Task instructions: Return every one of the records below word for word, without changing anything.

Dataset:
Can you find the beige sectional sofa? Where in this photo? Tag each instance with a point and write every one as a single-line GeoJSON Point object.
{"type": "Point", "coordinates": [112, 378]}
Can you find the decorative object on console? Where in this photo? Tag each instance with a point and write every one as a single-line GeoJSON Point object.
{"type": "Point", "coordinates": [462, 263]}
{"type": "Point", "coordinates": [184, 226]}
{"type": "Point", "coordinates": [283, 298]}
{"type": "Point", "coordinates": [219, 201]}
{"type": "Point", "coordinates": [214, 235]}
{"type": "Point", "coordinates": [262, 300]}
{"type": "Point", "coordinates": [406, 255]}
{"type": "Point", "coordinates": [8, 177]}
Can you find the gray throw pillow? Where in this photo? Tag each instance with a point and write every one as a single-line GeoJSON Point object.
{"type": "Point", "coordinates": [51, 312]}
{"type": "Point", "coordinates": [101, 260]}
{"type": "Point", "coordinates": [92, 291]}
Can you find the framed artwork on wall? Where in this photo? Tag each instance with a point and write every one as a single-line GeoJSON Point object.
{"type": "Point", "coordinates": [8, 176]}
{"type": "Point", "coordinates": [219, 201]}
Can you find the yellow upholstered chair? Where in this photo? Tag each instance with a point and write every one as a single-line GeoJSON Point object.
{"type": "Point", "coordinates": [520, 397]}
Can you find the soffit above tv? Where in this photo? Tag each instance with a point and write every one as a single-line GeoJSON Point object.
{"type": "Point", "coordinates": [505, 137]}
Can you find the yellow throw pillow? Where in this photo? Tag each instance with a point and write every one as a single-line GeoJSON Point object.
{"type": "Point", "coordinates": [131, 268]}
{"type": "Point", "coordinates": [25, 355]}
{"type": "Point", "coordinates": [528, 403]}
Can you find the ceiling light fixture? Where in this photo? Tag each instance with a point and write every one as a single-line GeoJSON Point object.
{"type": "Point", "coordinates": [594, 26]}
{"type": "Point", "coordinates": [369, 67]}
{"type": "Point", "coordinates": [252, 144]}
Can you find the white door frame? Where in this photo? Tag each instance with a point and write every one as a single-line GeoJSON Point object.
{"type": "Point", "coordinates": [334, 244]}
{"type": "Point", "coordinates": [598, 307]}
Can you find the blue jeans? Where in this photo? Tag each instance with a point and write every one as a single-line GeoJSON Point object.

Solution to the problem:
Can you find the beige sectional sofa? Where in this photo? Tag each instance with a point and write every one as a single-line GeoJSON Point object.
{"type": "Point", "coordinates": [112, 378]}
Can you find the decorative object on console? Where in this photo? Tag each instance with a point and write every one as a single-line GeoJSON Point object.
{"type": "Point", "coordinates": [462, 263]}
{"type": "Point", "coordinates": [184, 226]}
{"type": "Point", "coordinates": [283, 298]}
{"type": "Point", "coordinates": [219, 201]}
{"type": "Point", "coordinates": [214, 235]}
{"type": "Point", "coordinates": [262, 300]}
{"type": "Point", "coordinates": [406, 255]}
{"type": "Point", "coordinates": [8, 177]}
Can you find the gray throw pillow? Where in this photo? Tag each instance with a point and write every one as a single-line GeoJSON Point object.
{"type": "Point", "coordinates": [51, 312]}
{"type": "Point", "coordinates": [101, 260]}
{"type": "Point", "coordinates": [92, 291]}
Can you find the framed artwork on wall? Where in this photo? Tag each instance with a point and write every one as a single-line GeoJSON Point object.
{"type": "Point", "coordinates": [8, 176]}
{"type": "Point", "coordinates": [219, 201]}
Can you find the yellow upholstered chair? Where in this photo? Tag each instance with a point and write every one as a single-line GeoJSON Point object.
{"type": "Point", "coordinates": [520, 397]}
Can you find the soffit above tv? Where in this photo? Tag each instance with a point and write every one as a single-line GeoJSON Point object.
{"type": "Point", "coordinates": [505, 137]}
Can you find the yellow throw pillow? Where in this photo? Tag each instance with a point and write every one as a single-line GeoJSON Point object.
{"type": "Point", "coordinates": [131, 268]}
{"type": "Point", "coordinates": [25, 355]}
{"type": "Point", "coordinates": [528, 403]}
Can you find the ceiling light fixture? Where in this photo? Tag each instance with a point and write every one as a single-line GeoJSON Point object.
{"type": "Point", "coordinates": [594, 26]}
{"type": "Point", "coordinates": [369, 67]}
{"type": "Point", "coordinates": [252, 144]}
Can you find the white door frame? Where in this photo? Tag each instance with a point and write every one as a single-line GeoJSON Point object.
{"type": "Point", "coordinates": [334, 244]}
{"type": "Point", "coordinates": [598, 307]}
Can you find the blue jeans? Where in this photo? Tag each instance with a point and write every one as a single-line GeoJSON Point object.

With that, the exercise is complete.